Document extract:
+ + + + + + +
Free Fire (2017) Review Free Fire (2017) Review
It’s something that we can all agree on that director Ben Wheatley is undoubtedly one of the most polarising directors currently working in the... Free Fire (2017) Review

It’s something that we can all agree on that director Ben Wheatley is undoubtedly one of the most polarising directors currently working in the industry. His unique filmmaking style and the content within his movies are certainly distinct and unique but he can often prove a difficulty in delivering cohesive and palpable movie experiences. From his praise-lauded Kill List to the massively polarising High Rise, Wheatley already possesses somewhat of a mixed bag of a filmography, ranging from the hilarious (Sightseers) to the downright bizarre (A Field In England). Now he’s armed with an A-list cast and a single location movie with plenty of guns. Is Free Fire on the mark or does it waste its ammo and misfire in all directions?

In short, Wheatley’s latest feels rather disappointing in the fact that he is armed to the teeth with such exceptional talent and yet he delivers us a cinematic experience that is rather repetitive and is all too often devoid of exciting ideas. The premise of Free Fire is a simple one: in a deal set up by Brie Larson’s Justine and Armie Hammer’s Ord, Chris (Cillian Murphy) and his crew descend upon a warehouse in order to exchange their money for a shedload of guns supplied by a group led by the flamboyant Vernon (Sharlto Copley).

When Vernon’s driver Harry (Jack Reynor) notices something rather familiar and unwelcoming about one of Chris’s crew (Sam Riley) the seemingly simple task of the handover turns into all-out chaos, with bullets flying left, right and centre within the warehouse and everyone’s lives on the line. Can anyone make it out with either the guns or the money, or will they ultimately pick each other off one by one?
+ + + + + + +
Things to do:
**1.** Extract from the Free Fire review, word for word, the passage that opens with the words containing "In short, Wheatley’s" and closes with "Vernon (Sharlto Copley).".
**2.** Write the next paragraph of the Free Fire review, beginning after its final sentence.

Source excerpt:
+ + + + + + +
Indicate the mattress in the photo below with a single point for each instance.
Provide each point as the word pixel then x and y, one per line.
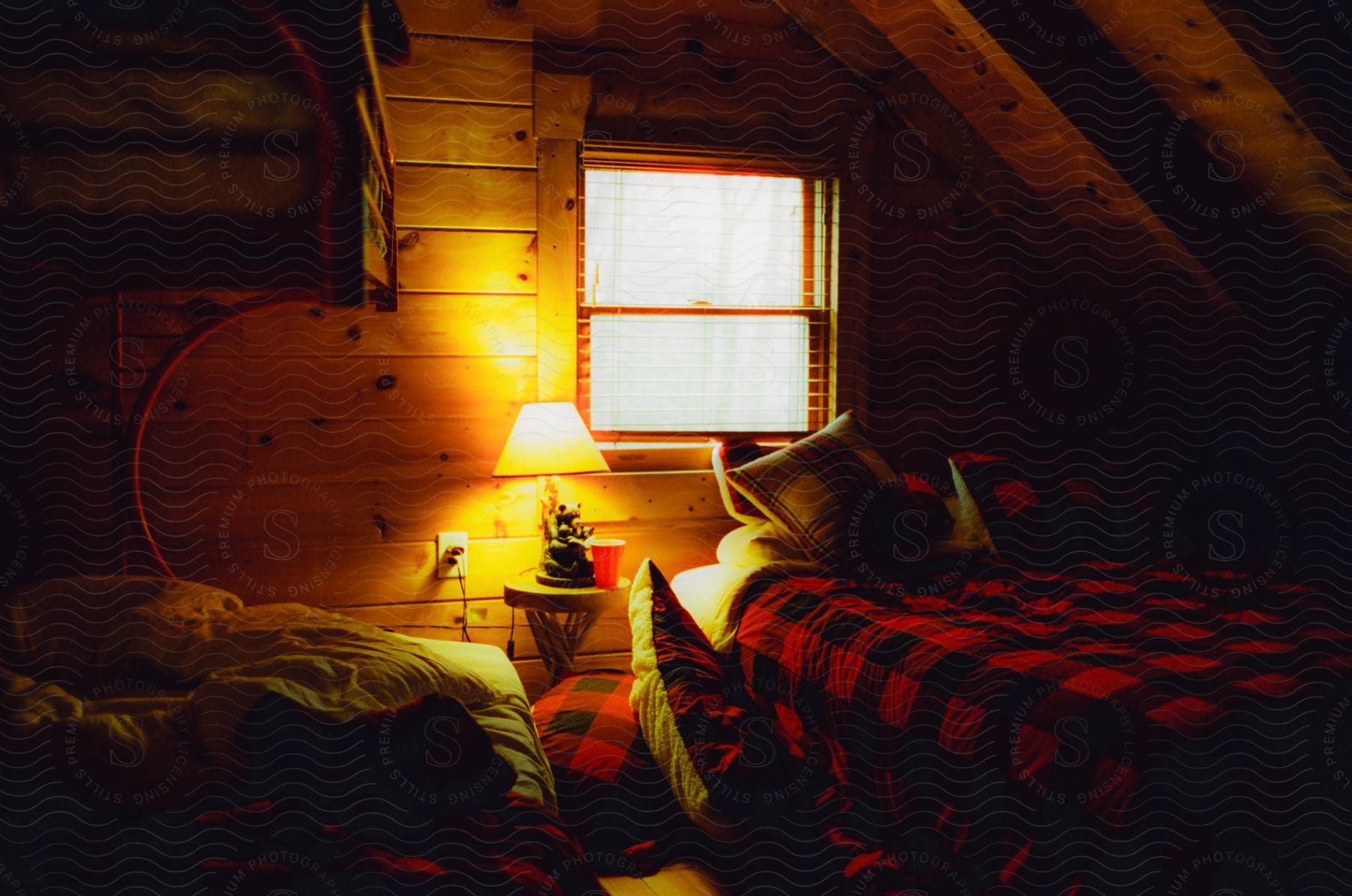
+ + + + + + +
Responses to the exercise:
**1.**
In short, Wheatley’s latest feels rather disappointing in the fact that he is armed to the teeth with such exceptional talent and yet he delivers us a cinematic experience that is rather repetitive and is all too often devoid of exciting ideas. The premise of Free Fire is a simple one: in a deal set up by Brie Larson’s Justine and Armie Hammer’s Ord, Chris (Cillian Murphy) and his crew descend upon a warehouse in order to exchange their money for a shedload of guns supplied by a group led by the flamboyant Vernon (Sharlto Copley).

**2.**
For such a simple premise you’d think that Wheatley could have an absolute ball with not only his all-star cast but also the scenario that he has set up. With multiple characters possessing rather striking personalities and a wealth of weapons to create true havoc, Free Fire should have been an all-out, balls-to-the-wall actioner that delivered laughs aplenty, tension and sheer excitement – and yet after exiting the cinema it felt all too samey and ridiculously tedious for the most part. When a film consists of a formula that regularly showcases shooting at one another followed by dialogue, shortly followed by more shooting and then repeated it only feels dull after the first half an hour. This rinse and repeat technique from Wheatley just doesn’t sit well and instead feels like a hugely wasted opportunity.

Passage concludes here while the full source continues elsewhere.